Task statement -
Copy each line of the entries that contains the word "reddish".

Referring expression pointing data
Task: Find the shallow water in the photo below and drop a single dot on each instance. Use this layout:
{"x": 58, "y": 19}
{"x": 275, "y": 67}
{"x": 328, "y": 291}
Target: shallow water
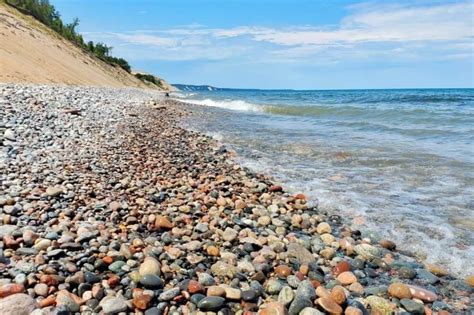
{"x": 401, "y": 161}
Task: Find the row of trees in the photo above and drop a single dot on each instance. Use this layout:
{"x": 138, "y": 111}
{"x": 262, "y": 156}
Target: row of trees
{"x": 149, "y": 78}
{"x": 44, "y": 12}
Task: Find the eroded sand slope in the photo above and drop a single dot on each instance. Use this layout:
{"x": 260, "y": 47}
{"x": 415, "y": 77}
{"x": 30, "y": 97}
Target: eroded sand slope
{"x": 32, "y": 53}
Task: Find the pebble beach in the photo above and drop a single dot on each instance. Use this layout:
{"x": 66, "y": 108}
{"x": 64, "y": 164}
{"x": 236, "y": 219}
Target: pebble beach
{"x": 110, "y": 205}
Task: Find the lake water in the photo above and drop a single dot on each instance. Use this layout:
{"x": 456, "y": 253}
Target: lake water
{"x": 401, "y": 162}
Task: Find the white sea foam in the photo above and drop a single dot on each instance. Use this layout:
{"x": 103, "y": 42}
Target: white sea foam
{"x": 228, "y": 104}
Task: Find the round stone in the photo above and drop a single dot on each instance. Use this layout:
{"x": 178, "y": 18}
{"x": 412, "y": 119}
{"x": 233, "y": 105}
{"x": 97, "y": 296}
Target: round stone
{"x": 283, "y": 271}
{"x": 286, "y": 295}
{"x": 323, "y": 228}
{"x": 150, "y": 281}
{"x": 329, "y": 305}
{"x": 274, "y": 308}
{"x": 338, "y": 295}
{"x": 341, "y": 267}
{"x": 346, "y": 278}
{"x": 215, "y": 291}
{"x": 41, "y": 289}
{"x": 399, "y": 290}
{"x": 211, "y": 303}
{"x": 150, "y": 266}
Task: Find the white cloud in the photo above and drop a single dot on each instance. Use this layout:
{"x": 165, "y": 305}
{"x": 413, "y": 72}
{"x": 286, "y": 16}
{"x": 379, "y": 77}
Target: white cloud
{"x": 386, "y": 24}
{"x": 368, "y": 31}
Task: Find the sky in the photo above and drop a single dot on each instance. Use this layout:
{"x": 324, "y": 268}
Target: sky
{"x": 298, "y": 44}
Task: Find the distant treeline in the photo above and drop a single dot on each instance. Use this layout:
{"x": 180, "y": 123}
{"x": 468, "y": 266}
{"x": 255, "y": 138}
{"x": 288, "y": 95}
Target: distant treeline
{"x": 149, "y": 78}
{"x": 44, "y": 12}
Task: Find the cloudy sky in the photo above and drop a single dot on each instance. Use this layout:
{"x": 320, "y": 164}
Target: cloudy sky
{"x": 319, "y": 44}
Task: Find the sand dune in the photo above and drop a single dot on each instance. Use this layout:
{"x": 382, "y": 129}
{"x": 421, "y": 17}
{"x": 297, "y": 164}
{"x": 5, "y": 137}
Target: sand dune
{"x": 32, "y": 53}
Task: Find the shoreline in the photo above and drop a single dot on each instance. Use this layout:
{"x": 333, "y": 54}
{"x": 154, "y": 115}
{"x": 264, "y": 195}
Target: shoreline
{"x": 139, "y": 204}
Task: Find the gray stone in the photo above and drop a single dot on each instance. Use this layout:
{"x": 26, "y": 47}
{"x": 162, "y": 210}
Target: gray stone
{"x": 18, "y": 304}
{"x": 151, "y": 282}
{"x": 299, "y": 252}
{"x": 7, "y": 229}
{"x": 310, "y": 311}
{"x": 286, "y": 295}
{"x": 170, "y": 294}
{"x": 298, "y": 304}
{"x": 412, "y": 306}
{"x": 113, "y": 304}
{"x": 211, "y": 303}
{"x": 306, "y": 289}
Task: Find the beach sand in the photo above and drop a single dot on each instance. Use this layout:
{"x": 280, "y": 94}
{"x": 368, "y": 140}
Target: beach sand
{"x": 109, "y": 204}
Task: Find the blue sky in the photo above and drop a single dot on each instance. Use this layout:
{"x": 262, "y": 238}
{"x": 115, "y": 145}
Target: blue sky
{"x": 319, "y": 44}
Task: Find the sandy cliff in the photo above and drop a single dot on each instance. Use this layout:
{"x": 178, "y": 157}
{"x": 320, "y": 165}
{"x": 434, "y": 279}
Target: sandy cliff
{"x": 32, "y": 53}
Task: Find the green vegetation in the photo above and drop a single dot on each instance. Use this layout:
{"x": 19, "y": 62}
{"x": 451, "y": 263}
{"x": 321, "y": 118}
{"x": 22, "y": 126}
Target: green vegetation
{"x": 149, "y": 78}
{"x": 44, "y": 12}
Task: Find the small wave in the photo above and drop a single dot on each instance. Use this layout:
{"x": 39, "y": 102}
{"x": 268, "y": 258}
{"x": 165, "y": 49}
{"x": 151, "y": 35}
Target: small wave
{"x": 228, "y": 104}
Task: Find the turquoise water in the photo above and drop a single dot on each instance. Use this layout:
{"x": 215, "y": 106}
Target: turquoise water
{"x": 401, "y": 161}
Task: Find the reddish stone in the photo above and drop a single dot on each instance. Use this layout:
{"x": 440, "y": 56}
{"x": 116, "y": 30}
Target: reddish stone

Result -
Task: Find the reddish stone in the photo above and drop a single dot on each instance. Use this layout:
Target: reddish stone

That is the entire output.